Work to complete — Write the next part of the infidelity repair thesis below, picking up right after its last sentence.

[[ Source extract, beginning ]]

# Infidelity Repair Thesis



## draconis (Oct 3, 2007)

Infidelity Repair Thesis

Before anybody reads this and has a cow this is my disclaimer. This is my opinion only on the matter at hand. It is something I feel strongly about. I put as much factual information in with my opinion. This is only my opinion. My wife and I have discussed this topic inside and out. I know my bounds with her and never intend to commit adultery on her ever. I know that if she ever found out I had commit adultery on her no matter how great anything else was it would end everything there and then. As she said to me her first stop would be the court house then a lawyer. I have communicated that I would do about the same thing. As some know this is my second marriage. The first one ended when I found out adultery was involved. So by now you might understand I am against commit adultery in a monogamous relationship. If someone has an open relationship, or agreed to multi-partners I hold no judgment. This is for the 75% of the people who agreed to be in a one on one relationship. Just because I feel something is wrong or immoral doesn’t mean everyone does. Everyone has their own opinion and set of morals. I do not nor ever will forgive or be a apologist for someone that is or wants to commit adultery. The one thing I have been most proud of in all my life is I set high morals for myself and always met them even when tempted. 

For many there is that chance to save the relationship they want, so here is my advice. 

I) Adulterer ~ If you have commit adultery on your mate and want to save what you have.

A) Stop it and cut all ties.

B) Don’t rush to tell them. It will hurt them and may end things anyways. I am not saying to lie either.

C) Take an honest look at your relationship. Fix it.

D) Learn to communicate better.

II) Catch’em ~ Not all adulterers have the same pattern but many do similar things. It doesn’t mean that you can read them and know if your spouse is commit adultery it might just be signs.

A) Change in behavior.

B) Change in temper.

C) They avoid you.

D) The walk away from you all the time.

E) The close communications with you.
F) They become secretive.

G) They ignore you.

H) Severely depressed- don't feeling like doing anything, Not hungry etc.

I) Hidden e-mail address(es) 

J) Redial ~ To find a strange number and once you say who you are they seem to have never been called by anyone in that house before.

K) Storming off ~ seems like they take anything wrong, storm off and are gone for hours.

L) Shows a lack of concern about your relationship. 

M) Not interested in celebrating birthdays, special events or holidays. 

N) Little or no enthusiasm for or during sex with you.

O) Ignores responsibilities. 




III) The other ~ The partner of your spouse will most likely be in close proximity
to them.

A) Work.~ Co-workers can get very close to someone when they spend 40+ hours a week with them.

B) Neighbor.~ Someone living close to you or them or did live close.

C) Friend ~ The friend can be your or theirs 

IV) Weakness ~ The more you try to break the cycle the worse it can get because your partner may now look at you as weak and the other person as strong.

V) Need ~ The wrong doer will think that they need to commit adultery or it is owed to them.

VI) Numbers ~ About 25% of men and 20% of women in a relationship commit adultery at some time. Now keep in mind that these are the people that said they where in a monogamous relationship.

[[ Source extract, end ]]
[[ Given records, beginning ]]

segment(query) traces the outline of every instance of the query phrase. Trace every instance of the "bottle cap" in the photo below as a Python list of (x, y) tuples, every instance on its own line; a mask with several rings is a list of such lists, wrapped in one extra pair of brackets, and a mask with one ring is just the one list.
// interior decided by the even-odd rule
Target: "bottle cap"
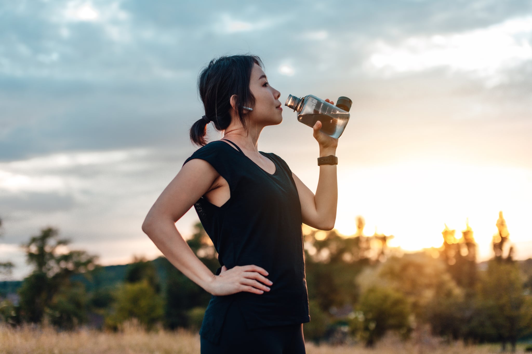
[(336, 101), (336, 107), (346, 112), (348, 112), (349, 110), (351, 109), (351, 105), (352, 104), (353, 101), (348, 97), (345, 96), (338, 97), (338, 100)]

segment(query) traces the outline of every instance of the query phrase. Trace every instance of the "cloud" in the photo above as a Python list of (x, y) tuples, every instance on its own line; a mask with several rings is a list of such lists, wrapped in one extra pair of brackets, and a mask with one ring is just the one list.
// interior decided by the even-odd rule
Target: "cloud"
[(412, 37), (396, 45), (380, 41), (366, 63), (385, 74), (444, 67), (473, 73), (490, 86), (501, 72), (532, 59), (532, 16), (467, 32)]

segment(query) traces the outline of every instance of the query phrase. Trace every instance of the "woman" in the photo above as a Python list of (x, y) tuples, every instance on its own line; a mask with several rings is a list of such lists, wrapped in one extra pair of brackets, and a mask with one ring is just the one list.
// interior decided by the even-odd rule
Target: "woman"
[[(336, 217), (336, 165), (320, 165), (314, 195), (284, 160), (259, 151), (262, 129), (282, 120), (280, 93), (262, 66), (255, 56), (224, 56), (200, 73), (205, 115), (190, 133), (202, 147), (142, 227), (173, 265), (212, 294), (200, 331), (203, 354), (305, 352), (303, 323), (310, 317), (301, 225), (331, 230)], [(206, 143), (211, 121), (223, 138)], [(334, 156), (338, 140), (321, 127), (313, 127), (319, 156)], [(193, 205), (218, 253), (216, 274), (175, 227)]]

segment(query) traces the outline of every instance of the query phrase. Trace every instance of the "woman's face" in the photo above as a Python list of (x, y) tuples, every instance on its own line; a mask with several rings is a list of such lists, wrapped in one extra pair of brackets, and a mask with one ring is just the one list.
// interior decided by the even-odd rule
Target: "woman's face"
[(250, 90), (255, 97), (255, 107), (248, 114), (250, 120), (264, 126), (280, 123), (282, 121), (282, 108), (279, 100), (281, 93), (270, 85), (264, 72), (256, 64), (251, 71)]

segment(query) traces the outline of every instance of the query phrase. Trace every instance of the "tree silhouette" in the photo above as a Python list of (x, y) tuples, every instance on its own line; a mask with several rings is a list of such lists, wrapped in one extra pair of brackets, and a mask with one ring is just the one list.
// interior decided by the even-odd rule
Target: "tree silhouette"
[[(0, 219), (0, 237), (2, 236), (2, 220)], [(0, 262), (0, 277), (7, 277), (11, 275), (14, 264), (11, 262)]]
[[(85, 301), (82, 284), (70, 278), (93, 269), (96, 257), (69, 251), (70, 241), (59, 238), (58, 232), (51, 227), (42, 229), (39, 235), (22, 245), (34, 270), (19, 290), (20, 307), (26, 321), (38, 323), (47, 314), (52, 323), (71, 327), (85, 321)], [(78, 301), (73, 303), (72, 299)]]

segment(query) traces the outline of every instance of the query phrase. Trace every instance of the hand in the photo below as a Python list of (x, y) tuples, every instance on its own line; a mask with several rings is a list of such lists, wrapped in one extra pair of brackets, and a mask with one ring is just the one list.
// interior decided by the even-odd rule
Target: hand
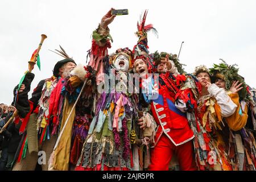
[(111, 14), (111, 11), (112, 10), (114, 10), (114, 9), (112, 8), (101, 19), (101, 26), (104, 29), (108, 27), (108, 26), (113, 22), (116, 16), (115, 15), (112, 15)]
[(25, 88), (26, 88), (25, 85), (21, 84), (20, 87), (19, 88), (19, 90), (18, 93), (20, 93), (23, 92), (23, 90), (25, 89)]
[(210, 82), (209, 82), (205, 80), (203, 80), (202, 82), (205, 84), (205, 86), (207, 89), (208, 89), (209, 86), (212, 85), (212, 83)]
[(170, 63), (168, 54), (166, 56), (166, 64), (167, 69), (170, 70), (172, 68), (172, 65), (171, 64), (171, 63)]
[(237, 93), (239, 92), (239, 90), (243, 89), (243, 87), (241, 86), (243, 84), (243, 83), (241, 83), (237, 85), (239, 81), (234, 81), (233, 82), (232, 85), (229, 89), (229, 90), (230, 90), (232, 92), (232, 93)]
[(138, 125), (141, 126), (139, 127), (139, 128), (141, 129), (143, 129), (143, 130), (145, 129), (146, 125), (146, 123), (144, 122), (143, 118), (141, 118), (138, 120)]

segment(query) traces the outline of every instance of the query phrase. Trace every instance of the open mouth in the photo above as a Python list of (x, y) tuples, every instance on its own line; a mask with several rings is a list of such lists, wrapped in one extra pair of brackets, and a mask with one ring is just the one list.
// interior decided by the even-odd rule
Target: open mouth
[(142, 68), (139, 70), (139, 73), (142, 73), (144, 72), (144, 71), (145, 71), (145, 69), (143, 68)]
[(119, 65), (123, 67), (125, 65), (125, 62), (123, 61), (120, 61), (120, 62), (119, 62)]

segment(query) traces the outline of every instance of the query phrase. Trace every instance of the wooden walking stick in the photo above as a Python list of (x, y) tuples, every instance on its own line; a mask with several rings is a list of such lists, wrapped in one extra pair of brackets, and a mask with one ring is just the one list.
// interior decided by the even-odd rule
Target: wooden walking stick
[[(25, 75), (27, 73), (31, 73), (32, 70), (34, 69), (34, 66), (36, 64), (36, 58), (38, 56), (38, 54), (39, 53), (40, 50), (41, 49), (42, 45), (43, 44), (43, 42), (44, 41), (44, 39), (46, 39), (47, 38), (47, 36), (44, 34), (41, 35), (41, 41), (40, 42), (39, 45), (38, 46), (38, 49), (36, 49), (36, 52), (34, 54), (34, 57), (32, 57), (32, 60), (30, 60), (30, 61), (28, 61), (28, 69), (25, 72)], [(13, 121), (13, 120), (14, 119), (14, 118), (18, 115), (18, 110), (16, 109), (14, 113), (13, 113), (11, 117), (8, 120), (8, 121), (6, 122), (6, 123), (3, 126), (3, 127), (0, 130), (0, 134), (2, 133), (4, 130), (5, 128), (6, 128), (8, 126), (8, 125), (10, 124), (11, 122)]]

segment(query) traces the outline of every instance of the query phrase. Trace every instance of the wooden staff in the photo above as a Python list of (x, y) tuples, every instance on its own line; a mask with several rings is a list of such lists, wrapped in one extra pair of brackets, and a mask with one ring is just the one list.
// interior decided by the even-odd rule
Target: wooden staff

[[ Given records, end ]]

The answer —
VII) Cycle of self-blame, betrayal and anger takes over and leaves physical and emotional scares. Adultery in a way is a form of abuse.

VIII) Solution ~ There are many ways to fix the issue.

A) Silence ~ It can be golden and isolate a cheater into feeling the emotional emptiness.

B) Open Book ~ This is how a Adulterer trying to save a marriage must become. It shows their partner the truth so that trust can be built again.






C) Time ~ Most couples use therapy for 2-4 years once a week.

D) Contract ~ A written contract with the promise to never commit adultery again.

E) Cut ~ The Adulterer must cut all ties to the partner they cheated with. This will help build trust again.

F) Schedule ~ You must reasonably keep a schedule of time. This cuts the ability to find the time to commit adultery.

G) Vent ~ Some psychologists now suggest for the first year that the hurt partner be allowed 10 minutes every day were they can yell and scream. This venting is believed to help resolve the issues of betrayal and anger but in a controlled environment.

H) Answers ~ Allow a question and answer session so the spouse can cope with self-blame.

I) Beyond words ~ Rededicate yourself to your relationship in deeds.

IX) 77% ~ That is the number of adulterers that expect their partners to forgive their affair.

A) Only 43% actually will.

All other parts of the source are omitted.